>> start DATA FOR THIS EXERCISE

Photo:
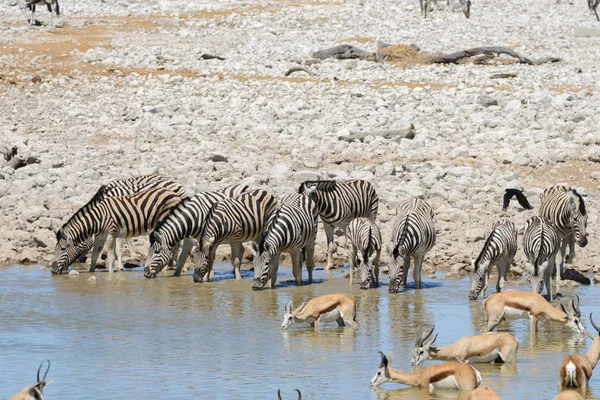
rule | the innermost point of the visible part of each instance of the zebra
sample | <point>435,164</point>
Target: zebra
<point>112,217</point>
<point>118,187</point>
<point>413,236</point>
<point>540,244</point>
<point>183,222</point>
<point>499,249</point>
<point>232,221</point>
<point>566,211</point>
<point>365,237</point>
<point>291,228</point>
<point>339,203</point>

>> end DATA FOR THIS EXERCISE

Reproduce all of the entries above word for word, but leave the pictures out.

Photo:
rule | the innermost point of the visible part of each instance of the zebra
sample | <point>435,164</point>
Target: zebra
<point>112,217</point>
<point>118,187</point>
<point>413,236</point>
<point>540,244</point>
<point>183,222</point>
<point>499,249</point>
<point>232,221</point>
<point>566,211</point>
<point>365,237</point>
<point>291,228</point>
<point>339,203</point>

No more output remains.